▶ Written exercise: Pick out every row below that contains the word "eyebrow", and copy each one.
----------
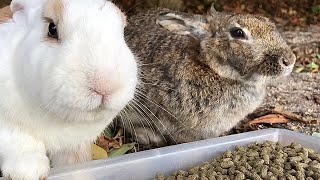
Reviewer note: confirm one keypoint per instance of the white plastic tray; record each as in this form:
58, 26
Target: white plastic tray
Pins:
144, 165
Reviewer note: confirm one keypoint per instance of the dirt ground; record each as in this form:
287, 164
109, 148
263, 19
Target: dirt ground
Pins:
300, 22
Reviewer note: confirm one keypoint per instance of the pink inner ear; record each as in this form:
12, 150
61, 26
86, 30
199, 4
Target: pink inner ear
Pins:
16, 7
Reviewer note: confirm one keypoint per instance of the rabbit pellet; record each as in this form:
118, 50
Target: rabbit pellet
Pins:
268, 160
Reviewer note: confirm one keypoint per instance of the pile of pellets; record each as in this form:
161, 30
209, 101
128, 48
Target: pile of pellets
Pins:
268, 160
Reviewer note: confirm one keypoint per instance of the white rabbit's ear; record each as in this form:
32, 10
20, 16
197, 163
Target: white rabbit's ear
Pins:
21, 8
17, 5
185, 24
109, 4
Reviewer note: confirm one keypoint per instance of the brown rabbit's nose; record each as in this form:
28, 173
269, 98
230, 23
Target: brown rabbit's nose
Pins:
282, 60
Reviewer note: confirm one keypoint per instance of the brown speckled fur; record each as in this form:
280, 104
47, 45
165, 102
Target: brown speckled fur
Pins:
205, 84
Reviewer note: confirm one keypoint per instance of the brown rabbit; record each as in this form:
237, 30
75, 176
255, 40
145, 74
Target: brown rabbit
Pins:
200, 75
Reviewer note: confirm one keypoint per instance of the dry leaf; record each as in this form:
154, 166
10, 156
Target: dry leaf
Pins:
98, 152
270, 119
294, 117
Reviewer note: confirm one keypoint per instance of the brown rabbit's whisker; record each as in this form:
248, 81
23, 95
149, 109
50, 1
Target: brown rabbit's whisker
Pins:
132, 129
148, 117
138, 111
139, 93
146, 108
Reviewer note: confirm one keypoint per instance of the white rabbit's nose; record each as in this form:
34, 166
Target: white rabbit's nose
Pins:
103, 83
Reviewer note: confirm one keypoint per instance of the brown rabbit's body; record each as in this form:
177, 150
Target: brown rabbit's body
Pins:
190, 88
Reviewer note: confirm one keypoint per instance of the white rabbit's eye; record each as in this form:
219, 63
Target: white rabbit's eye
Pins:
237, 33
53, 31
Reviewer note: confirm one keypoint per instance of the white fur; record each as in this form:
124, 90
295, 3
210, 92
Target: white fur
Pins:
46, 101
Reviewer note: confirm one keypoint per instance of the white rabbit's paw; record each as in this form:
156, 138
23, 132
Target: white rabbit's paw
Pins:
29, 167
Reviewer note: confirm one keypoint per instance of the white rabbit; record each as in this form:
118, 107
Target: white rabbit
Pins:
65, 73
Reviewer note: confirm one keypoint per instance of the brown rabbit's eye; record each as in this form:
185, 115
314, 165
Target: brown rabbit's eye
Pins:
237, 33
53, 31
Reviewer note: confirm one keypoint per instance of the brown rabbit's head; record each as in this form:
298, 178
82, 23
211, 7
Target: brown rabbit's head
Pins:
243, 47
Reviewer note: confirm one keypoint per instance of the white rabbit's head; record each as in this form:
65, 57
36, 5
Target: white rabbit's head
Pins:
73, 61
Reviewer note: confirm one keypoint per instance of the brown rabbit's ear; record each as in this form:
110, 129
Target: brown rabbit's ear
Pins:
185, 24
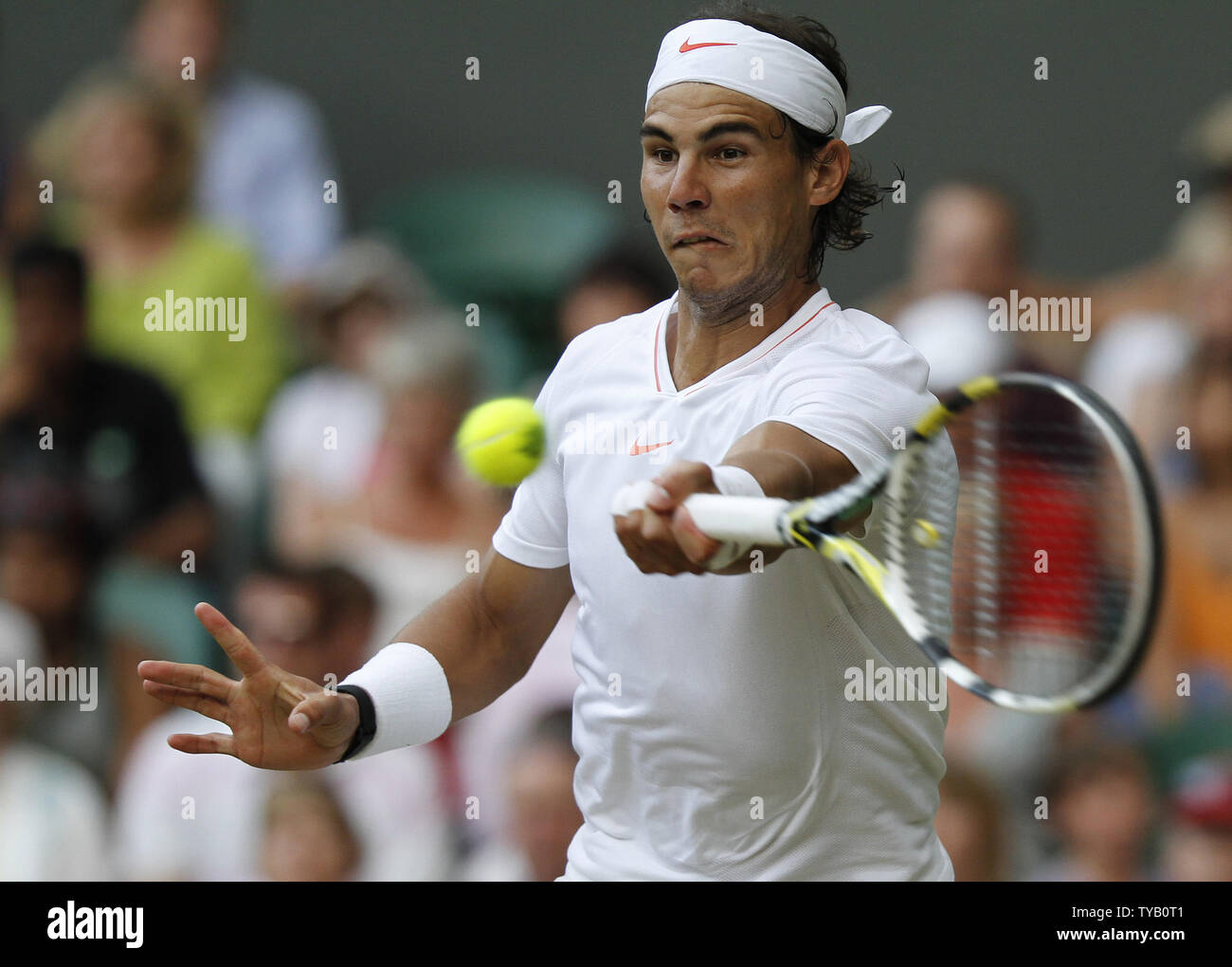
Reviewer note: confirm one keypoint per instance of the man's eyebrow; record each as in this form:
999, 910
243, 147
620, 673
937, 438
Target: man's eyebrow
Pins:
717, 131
----------
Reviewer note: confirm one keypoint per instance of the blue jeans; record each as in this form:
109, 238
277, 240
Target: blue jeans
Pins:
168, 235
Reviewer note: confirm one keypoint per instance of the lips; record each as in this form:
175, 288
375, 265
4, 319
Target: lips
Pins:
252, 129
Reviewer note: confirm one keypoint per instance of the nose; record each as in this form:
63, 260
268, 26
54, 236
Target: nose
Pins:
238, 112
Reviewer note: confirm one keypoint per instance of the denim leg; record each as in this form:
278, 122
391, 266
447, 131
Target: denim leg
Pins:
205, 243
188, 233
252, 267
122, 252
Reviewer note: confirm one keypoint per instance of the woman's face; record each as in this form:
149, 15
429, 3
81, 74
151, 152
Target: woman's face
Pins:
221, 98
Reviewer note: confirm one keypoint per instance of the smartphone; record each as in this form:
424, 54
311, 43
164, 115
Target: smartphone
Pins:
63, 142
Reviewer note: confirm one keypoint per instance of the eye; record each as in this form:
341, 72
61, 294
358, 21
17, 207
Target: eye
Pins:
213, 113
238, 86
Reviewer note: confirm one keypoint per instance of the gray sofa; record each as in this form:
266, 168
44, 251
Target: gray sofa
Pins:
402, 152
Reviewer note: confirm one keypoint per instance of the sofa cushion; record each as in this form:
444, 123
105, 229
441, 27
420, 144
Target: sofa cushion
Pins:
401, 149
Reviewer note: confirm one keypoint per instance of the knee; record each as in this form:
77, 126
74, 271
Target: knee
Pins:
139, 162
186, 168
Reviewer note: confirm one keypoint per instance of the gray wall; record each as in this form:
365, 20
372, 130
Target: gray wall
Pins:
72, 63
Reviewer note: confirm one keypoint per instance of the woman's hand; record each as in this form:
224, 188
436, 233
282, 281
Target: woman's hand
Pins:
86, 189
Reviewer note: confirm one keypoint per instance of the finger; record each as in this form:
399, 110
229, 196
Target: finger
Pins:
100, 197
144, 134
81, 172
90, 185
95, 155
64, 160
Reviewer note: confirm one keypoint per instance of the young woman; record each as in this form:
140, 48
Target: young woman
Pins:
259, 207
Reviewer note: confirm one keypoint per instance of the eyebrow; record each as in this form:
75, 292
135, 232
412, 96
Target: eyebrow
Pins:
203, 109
----------
▶ Problem solution:
Reviewer note: confirm one keypoint per instance of the man's eyebrow; record each as in this form:
Target: man's eyebrow
Reviewer note: confirm one keypoint per instance of the eyebrow; record each as in this form:
Target: eyebrow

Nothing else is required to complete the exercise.